OBJECTIVE »
Output the lines of the records as a JSON list of strings, one string per line, starting at the beginning of the records and ending at the line that contains "208 117 L 184", with both ends included. Leave out blank lines and the pictures.

[Image outline annotation records]
** Start **
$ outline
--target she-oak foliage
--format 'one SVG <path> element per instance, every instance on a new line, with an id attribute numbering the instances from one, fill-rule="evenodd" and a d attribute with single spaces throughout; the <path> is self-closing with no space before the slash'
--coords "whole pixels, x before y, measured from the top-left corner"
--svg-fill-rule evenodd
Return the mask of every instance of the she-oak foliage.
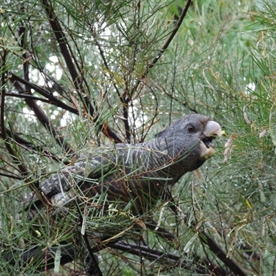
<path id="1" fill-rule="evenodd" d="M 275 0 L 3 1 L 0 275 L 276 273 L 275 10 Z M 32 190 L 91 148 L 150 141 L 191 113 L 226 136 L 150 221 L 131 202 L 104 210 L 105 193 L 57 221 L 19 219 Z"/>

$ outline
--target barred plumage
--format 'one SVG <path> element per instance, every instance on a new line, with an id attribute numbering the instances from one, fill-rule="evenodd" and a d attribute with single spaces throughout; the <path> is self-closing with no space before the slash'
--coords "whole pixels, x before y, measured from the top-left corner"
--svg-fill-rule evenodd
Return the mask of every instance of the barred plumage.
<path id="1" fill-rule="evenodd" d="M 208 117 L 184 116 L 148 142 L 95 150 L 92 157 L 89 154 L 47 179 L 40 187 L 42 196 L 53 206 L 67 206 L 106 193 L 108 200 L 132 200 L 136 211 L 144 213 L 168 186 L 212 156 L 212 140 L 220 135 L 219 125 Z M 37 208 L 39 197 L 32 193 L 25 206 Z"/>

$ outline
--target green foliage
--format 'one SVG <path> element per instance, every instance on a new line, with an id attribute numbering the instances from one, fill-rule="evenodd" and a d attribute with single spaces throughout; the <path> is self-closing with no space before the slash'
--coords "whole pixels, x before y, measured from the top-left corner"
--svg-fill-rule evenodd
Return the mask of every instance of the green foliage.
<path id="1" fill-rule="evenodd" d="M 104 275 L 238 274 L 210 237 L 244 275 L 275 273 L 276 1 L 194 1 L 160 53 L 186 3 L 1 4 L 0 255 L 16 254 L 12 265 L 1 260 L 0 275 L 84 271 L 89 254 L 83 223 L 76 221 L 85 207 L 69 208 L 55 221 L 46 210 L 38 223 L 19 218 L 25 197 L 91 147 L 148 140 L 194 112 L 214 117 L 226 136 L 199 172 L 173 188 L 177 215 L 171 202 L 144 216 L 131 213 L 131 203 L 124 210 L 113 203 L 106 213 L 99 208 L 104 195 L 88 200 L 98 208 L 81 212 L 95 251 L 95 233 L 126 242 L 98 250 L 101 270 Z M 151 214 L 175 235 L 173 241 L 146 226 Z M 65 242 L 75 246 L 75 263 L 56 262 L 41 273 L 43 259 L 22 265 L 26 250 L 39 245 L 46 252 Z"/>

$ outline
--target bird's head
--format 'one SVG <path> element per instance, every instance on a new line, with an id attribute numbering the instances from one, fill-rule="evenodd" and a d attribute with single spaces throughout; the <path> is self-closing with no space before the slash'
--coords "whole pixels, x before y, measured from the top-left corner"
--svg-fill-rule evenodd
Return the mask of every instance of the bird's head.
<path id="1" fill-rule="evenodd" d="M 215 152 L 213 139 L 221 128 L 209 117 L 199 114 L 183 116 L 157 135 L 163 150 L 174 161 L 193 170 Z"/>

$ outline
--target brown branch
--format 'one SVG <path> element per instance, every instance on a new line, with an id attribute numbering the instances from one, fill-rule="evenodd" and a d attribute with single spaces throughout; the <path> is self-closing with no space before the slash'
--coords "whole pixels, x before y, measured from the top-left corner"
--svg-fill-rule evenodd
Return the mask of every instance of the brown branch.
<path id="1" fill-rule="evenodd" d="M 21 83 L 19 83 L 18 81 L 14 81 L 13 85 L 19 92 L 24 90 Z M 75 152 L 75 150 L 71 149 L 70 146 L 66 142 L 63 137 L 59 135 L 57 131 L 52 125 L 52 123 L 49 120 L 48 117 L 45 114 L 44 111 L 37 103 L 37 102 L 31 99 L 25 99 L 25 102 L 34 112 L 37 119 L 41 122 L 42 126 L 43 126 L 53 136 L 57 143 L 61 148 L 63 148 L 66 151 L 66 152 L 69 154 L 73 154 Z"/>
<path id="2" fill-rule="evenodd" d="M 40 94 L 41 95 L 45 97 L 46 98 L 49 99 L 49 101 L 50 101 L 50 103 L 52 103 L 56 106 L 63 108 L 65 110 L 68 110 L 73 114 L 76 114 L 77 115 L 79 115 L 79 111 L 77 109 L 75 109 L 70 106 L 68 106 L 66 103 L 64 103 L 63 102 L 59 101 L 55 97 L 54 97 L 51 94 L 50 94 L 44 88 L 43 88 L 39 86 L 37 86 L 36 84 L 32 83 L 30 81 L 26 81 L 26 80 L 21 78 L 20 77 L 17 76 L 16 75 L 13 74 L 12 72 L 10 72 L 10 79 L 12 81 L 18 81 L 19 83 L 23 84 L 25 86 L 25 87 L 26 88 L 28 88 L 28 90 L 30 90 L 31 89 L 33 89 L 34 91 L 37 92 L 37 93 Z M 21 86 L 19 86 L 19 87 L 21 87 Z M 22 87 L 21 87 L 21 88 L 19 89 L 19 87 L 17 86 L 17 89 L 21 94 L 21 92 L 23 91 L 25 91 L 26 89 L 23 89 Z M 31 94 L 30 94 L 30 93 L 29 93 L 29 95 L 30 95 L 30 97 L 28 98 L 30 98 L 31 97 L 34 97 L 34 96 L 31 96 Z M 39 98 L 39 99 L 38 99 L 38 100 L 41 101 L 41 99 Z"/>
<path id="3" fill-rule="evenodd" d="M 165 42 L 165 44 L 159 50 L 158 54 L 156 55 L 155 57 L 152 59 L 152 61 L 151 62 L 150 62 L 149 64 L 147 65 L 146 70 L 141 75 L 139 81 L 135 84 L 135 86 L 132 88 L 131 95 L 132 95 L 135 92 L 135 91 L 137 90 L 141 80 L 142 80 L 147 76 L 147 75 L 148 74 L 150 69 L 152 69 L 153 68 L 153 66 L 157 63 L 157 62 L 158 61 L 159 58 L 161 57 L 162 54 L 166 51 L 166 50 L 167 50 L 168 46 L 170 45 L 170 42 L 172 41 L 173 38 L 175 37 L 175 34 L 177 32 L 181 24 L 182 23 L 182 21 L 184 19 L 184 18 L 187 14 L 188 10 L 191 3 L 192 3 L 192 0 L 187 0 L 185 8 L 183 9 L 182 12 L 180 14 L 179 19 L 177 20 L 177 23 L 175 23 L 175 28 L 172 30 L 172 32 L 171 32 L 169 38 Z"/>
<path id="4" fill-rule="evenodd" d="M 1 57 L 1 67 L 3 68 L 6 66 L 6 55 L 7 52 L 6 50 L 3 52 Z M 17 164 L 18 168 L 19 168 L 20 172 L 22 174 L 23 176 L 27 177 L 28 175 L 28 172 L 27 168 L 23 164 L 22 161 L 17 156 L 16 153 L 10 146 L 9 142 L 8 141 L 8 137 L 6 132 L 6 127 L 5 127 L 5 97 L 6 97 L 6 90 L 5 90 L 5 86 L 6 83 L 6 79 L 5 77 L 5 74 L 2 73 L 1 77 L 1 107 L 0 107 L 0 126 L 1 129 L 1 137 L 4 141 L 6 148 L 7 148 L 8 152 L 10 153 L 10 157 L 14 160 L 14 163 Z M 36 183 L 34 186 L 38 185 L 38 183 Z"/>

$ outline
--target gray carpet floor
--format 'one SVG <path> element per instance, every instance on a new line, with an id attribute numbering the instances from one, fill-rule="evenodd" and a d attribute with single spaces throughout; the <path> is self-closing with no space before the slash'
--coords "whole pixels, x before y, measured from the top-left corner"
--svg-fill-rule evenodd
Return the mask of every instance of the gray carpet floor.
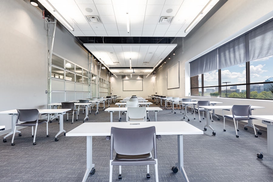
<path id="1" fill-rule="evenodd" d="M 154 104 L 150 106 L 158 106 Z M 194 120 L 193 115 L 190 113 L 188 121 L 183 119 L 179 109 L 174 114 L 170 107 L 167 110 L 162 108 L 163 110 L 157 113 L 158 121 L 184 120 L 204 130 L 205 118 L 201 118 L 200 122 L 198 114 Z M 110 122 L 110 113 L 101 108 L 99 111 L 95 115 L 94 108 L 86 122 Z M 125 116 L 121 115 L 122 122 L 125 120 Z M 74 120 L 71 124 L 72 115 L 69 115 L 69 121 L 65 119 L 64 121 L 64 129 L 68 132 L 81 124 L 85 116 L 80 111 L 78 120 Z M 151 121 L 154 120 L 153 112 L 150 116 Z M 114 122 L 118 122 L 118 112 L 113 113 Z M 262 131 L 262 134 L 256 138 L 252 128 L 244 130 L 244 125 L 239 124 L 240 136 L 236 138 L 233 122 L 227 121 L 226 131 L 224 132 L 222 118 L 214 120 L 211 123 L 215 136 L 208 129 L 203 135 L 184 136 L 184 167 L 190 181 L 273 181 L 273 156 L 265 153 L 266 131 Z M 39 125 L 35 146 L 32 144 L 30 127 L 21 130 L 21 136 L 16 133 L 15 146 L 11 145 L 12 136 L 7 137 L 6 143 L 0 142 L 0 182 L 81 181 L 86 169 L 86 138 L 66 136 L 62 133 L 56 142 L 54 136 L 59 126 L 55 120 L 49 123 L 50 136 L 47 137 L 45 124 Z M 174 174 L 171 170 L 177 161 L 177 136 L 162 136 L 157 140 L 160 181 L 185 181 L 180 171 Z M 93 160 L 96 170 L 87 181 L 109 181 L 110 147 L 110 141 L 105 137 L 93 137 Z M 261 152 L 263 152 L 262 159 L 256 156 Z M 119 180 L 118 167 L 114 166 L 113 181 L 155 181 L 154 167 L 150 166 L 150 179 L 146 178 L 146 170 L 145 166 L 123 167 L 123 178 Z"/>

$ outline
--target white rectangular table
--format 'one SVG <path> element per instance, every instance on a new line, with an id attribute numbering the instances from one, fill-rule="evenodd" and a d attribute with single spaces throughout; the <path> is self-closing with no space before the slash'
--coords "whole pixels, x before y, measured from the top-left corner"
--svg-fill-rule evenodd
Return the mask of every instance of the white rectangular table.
** End **
FULL RESPONSE »
[
  "$ outline",
  "--target she-oak foliage",
  "--format 'one SVG <path> element per instance, every instance on a new line, with an id attribute numbering the instances from one, fill-rule=\"evenodd\" and a d attribute with single spaces throughout; the <path> is self-closing with no space before the slash'",
  "--coords \"whole pixels, x before y, measured from the top-left corner\"",
  "--svg-fill-rule evenodd",
  "Return the mask of every instance of the she-oak foliage.",
  "<path id=\"1\" fill-rule=\"evenodd\" d=\"M 275 0 L 3 1 L 0 275 L 276 273 L 275 10 Z M 32 190 L 91 148 L 150 141 L 191 113 L 226 136 L 150 221 L 131 202 L 104 210 L 105 193 L 57 221 L 19 219 Z\"/>",
  "$ outline",
  "--target barred plumage",
  "--format 'one SVG <path> element per instance, every instance on a new line, with an id attribute numbering the instances from one, fill-rule=\"evenodd\" and a d attribute with single spaces throughout; the <path> is self-closing with no space before the slash'",
  "--coords \"whole pixels, x before y, measured from the top-left corner\"",
  "--svg-fill-rule evenodd",
  "Return the mask of every instance of the barred plumage.",
  "<path id=\"1\" fill-rule=\"evenodd\" d=\"M 208 117 L 184 116 L 148 142 L 95 150 L 92 157 L 89 154 L 47 179 L 40 187 L 42 196 L 53 206 L 67 206 L 106 193 L 108 200 L 132 200 L 136 211 L 144 213 L 168 186 L 212 156 L 212 140 L 220 135 L 219 125 Z M 37 208 L 39 197 L 32 193 L 25 206 Z\"/>"
]